§ **TASKS TO CARRY OUT**
a – In the article on holiday-season vaccination rates, what share of adults 18 and older had received updated coronavirus vaccines as of this month?
b – Continue the article on holiday-season vaccination rates from its final sentence.

§ **EXCERPT TO READ**
○ ○ ○ ○ ○

As the holiday season approaches, public health experts are sounding the alarm about low vaccination rates against the coronavirus, flu and RSV. With gatherings and travel on the rise, many people are heading into the next few months unprotected against these respiratory illnesses, which typically peak from December to February.
Experts worry that the unenthusiastic embrace of vaccines could spark outbreaks and increased hospitalizations.
As of this month, about 37 percent of adults 18 and older had received a seasonal flu shot, while 19 percent had received updated coronavirus vaccines and 40 percent of adults 75 and older – the group at greatest risk – got an RSV vaccine.
The vaccination rates are similar to last year’s figures, and the numbers reflect a persistent public health challenge achieving broader vaccine uptake for these illnesses.
In December 2023, the percentage of adults 18 and older who had received the flu vaccine was 42 percent. The vaccination rate for the coronavirus was 18 percent, and only 17 percent of adults 60 and older had been vaccinated against RSV; this year, that jumped to more than 31 percent.
Coverage was lowest in both years among people without insurance who said they are not likely to get the flu or coronavirus vaccines. People in cities and suburbs are more likely to get vaccinated than people in rural areas. Young people are less likely to be vaccinated than their elders.

○ ○ ○ ○ ○

§ **PROVIDED DATA**

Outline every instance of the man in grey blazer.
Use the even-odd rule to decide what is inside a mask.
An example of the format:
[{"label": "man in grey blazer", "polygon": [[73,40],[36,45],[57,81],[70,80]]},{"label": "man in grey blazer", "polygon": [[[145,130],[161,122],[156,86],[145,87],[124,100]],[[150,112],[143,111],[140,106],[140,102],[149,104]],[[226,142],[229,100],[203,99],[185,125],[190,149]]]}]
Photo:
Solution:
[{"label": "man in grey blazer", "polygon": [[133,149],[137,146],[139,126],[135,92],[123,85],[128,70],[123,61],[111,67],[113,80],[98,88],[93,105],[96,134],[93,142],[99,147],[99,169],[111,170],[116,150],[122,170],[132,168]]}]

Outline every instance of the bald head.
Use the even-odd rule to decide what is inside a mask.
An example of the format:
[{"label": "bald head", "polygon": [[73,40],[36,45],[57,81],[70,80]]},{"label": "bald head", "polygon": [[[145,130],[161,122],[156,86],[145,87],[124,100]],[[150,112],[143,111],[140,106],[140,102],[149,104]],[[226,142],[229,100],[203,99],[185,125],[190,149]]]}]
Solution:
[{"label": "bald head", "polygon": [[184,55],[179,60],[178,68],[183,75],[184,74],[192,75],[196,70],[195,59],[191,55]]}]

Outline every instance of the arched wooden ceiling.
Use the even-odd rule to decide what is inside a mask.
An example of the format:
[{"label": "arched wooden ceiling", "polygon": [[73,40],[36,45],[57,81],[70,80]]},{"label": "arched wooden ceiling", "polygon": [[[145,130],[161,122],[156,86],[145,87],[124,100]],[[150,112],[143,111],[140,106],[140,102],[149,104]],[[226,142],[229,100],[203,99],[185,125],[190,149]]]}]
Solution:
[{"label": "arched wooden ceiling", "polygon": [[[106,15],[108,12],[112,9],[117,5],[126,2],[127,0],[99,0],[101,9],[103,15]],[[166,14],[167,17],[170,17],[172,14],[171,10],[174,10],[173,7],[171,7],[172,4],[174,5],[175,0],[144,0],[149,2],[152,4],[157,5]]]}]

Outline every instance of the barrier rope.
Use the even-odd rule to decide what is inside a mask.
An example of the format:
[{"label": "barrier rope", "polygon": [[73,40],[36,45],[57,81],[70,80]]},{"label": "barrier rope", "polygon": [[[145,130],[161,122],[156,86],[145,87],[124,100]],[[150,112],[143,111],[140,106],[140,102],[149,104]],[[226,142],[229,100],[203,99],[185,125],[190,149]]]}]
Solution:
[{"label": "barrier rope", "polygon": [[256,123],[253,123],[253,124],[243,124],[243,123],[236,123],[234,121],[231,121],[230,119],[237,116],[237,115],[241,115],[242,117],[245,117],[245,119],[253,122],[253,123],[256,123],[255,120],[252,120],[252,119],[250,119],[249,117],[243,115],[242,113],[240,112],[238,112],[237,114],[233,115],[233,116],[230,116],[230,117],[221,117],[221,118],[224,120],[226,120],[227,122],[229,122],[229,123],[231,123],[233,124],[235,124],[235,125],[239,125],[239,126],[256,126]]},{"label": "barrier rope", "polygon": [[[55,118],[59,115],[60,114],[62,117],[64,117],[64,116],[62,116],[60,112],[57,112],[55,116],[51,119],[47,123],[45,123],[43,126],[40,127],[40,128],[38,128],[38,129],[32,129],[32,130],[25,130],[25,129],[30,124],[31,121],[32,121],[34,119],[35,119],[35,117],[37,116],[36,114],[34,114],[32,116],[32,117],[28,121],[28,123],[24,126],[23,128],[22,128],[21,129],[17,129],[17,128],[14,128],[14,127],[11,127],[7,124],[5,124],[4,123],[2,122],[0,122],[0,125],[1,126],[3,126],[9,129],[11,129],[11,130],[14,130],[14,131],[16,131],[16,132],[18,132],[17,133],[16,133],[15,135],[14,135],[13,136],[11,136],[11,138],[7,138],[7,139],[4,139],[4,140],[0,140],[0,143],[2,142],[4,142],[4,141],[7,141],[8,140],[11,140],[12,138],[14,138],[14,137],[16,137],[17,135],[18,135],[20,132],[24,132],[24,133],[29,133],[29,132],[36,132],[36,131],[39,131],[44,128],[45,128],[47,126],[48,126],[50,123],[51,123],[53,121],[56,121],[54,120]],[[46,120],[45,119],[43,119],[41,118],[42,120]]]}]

○ ○ ○ ○ ○

§ **RESULTS OF THE EXERCISE**
a – 19 percent

b –
About 9 percent of children younger than 18 have received this year’s coronavirus shot, while 33 percent have been vaccinated against the flu. To protect infants from RSV, vaccination is recommended during pregnancy, and monoclonal antibody treatment is advised for babies younger than eight months entering their first RSV season. As of March, 41 percent of eligible infants had received the RSV antibody treatment.
Some of the hesitancy toward vaccines can be attributed to a swarm of misinformation on social media and the internet, which, in many instances, has overshadowed public health campaigns.
“There’s a large portion of the population that isn’t necessarily anti-vaccine, but maybe is hesitant to get their vaccine,” said Andrew Stanley Pekosz, a molecular microbiologist and immunologist at Johns Hopkins Bloomberg School of Public Health. “They just don’t know what to believe and when you don’t know what to believe, you end up not doing anything.”
Vaccine hesitancy, already a concern before 2020, worsened during the coronavirus vaccination campaigns and has affected other routine vaccines, experts say.
A 2024 survey by the Annenberg Public Policy Center of the University of Pennsylvania found that confidence in the coronavirus vaccine has dropped. The belief that it is safer to contract the virus than to vaccinate has increased from 10 to 22 percent since April 2021. And the percentage of people who believe that the coronavirus vaccine changes a person’s DNA increased to 15 percent compared with 8 percent in April 2021.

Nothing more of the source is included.